*Written task*
Return, word for word, only the lines from the one containing "the blue checkered" through the last line of the entries.

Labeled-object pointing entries

**********

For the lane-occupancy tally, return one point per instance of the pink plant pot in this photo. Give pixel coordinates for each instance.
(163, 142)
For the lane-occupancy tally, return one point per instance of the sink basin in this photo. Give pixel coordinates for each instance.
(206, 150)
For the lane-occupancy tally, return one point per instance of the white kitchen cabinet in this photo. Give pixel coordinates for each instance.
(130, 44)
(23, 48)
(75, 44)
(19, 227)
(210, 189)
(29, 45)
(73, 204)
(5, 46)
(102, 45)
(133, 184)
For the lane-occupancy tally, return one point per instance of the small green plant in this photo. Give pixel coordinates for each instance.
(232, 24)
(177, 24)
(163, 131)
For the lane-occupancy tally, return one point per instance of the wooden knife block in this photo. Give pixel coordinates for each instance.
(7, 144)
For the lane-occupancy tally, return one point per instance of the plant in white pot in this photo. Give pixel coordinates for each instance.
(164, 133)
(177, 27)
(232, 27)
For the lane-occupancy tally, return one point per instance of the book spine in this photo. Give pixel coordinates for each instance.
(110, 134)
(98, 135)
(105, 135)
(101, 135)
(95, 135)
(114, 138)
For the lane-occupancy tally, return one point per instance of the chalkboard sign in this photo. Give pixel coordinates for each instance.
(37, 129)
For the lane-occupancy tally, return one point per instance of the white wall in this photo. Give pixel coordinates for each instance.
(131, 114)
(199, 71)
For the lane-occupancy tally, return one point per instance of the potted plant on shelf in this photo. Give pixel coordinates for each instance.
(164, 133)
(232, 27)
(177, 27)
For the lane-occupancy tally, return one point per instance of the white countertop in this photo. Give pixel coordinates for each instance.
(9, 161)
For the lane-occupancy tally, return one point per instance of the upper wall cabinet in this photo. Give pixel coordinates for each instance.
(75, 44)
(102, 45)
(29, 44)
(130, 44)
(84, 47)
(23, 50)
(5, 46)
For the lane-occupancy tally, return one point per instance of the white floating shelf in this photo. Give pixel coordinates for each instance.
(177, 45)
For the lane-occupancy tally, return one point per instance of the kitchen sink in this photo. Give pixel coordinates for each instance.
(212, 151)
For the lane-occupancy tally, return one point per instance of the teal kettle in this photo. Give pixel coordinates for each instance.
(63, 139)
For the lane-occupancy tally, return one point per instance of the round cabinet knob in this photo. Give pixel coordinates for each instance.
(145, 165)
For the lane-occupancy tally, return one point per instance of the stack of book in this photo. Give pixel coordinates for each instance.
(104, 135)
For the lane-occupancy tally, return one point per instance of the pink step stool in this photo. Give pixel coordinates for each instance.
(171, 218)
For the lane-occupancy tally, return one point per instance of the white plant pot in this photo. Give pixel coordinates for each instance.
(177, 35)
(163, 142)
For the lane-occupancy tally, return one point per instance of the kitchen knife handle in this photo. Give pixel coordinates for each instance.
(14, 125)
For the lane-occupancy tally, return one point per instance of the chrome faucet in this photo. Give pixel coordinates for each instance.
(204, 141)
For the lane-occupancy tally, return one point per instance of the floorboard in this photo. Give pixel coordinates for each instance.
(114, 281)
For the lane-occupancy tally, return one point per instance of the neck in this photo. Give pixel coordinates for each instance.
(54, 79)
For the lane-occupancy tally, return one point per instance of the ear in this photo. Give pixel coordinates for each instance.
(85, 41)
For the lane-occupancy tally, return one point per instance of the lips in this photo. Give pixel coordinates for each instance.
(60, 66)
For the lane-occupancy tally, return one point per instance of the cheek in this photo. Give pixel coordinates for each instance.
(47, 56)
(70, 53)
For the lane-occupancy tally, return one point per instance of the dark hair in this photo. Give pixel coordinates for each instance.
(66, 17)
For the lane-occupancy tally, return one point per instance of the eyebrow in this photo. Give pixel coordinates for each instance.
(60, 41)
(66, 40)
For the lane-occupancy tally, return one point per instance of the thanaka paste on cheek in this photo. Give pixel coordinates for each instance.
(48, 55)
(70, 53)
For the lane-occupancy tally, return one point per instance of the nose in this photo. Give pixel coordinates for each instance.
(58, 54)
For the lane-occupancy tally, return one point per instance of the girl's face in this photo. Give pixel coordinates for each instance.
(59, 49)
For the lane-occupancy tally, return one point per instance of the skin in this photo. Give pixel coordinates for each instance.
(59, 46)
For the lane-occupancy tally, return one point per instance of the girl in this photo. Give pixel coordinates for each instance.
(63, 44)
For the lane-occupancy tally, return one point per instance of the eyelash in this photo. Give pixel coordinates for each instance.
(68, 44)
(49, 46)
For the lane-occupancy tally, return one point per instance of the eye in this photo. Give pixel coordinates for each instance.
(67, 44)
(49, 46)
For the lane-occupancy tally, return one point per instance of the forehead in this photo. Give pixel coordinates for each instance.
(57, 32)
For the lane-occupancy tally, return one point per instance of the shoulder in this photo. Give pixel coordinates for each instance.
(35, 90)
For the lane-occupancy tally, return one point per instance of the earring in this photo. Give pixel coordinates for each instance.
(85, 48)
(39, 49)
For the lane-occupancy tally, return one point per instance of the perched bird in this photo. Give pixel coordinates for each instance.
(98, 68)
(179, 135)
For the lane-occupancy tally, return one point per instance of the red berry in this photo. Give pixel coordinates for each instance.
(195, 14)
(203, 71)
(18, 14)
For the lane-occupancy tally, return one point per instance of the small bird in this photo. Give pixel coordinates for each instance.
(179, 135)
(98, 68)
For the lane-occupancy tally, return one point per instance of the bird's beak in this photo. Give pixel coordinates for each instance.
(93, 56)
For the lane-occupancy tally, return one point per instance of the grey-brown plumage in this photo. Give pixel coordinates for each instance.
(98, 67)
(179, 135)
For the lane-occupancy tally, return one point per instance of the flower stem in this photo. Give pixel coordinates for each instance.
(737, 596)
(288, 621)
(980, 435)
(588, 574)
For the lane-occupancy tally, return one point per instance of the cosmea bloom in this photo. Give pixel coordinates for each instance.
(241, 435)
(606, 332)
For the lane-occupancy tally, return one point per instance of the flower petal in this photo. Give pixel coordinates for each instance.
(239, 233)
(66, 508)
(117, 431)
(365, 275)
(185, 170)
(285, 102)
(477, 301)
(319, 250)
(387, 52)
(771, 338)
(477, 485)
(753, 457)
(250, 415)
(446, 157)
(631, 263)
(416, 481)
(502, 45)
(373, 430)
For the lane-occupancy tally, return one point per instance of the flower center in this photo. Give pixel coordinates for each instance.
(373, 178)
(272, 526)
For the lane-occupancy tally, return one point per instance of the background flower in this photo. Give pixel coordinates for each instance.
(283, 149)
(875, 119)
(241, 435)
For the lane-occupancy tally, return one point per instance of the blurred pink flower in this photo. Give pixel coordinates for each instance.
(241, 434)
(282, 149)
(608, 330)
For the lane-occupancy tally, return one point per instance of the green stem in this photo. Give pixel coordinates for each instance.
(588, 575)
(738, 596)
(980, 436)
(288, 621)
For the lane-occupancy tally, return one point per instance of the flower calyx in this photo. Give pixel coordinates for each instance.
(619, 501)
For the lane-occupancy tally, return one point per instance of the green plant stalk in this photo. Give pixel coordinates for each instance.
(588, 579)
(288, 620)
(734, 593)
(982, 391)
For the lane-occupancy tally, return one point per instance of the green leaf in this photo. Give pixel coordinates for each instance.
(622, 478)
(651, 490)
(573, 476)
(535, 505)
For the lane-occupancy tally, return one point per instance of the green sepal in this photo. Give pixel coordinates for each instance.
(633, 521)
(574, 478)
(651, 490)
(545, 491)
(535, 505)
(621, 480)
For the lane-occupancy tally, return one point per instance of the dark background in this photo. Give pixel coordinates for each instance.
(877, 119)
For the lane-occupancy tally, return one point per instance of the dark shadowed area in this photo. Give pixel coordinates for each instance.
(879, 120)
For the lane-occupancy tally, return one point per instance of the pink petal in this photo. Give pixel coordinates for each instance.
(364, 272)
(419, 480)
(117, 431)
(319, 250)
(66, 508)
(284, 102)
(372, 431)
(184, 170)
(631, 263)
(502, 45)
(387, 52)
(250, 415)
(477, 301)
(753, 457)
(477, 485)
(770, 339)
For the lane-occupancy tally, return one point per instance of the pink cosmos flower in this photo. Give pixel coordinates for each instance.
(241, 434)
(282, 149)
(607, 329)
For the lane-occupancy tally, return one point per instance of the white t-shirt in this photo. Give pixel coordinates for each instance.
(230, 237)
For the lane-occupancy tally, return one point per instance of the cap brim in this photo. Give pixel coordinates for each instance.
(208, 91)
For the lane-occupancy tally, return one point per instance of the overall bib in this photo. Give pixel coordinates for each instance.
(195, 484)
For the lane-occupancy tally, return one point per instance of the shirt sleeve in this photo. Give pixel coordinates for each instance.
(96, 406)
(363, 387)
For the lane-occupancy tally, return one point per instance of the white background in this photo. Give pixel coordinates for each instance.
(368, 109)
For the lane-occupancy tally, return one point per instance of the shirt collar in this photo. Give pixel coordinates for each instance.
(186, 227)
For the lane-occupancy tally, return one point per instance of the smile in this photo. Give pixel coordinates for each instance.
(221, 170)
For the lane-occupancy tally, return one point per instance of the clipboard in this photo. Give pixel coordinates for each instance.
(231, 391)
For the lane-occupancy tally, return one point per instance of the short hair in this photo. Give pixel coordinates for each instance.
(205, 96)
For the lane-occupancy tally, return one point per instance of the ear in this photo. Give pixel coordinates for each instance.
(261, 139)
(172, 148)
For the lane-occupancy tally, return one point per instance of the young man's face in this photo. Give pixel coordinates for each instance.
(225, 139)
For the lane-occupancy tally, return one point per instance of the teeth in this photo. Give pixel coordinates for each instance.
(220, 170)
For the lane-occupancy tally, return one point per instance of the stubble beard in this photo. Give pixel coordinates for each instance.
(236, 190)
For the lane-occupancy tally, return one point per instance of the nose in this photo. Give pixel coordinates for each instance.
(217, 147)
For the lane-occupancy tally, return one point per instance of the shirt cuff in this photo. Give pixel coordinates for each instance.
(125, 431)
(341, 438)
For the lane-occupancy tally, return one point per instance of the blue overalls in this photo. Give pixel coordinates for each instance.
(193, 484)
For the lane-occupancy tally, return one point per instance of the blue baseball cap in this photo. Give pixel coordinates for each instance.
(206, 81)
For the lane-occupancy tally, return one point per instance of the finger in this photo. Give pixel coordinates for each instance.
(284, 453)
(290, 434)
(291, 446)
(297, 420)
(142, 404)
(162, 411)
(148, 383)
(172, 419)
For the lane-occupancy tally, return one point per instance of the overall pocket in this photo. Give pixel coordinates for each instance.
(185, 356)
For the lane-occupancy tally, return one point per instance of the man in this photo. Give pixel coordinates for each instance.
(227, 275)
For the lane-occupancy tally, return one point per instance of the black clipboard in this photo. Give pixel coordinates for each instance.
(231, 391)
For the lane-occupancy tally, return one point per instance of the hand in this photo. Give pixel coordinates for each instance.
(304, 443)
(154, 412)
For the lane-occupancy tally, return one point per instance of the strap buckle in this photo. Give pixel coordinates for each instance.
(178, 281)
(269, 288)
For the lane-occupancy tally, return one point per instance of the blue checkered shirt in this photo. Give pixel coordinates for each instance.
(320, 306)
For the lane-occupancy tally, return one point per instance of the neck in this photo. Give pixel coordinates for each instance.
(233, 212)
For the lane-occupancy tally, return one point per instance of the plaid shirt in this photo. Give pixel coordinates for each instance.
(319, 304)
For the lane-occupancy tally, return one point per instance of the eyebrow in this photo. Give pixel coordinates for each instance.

**********

*Response below*
For the lane-occupancy tally, return one point per instance of the blue checkered shirt in this photo. Give pixel coordinates for each instance.
(320, 306)
For the lane-occupancy tally, return one point per instance of the neck in this photo. Give pixel coordinates for each instance.
(233, 212)
For the lane-occupancy tally, return one point per instance of the plaid shirt in this photo. Give pixel coordinates for each instance.
(319, 304)
For the lane-occupancy tally, return one point per instance of the eyebrow in this photo. Give pixel coordinates for each instance.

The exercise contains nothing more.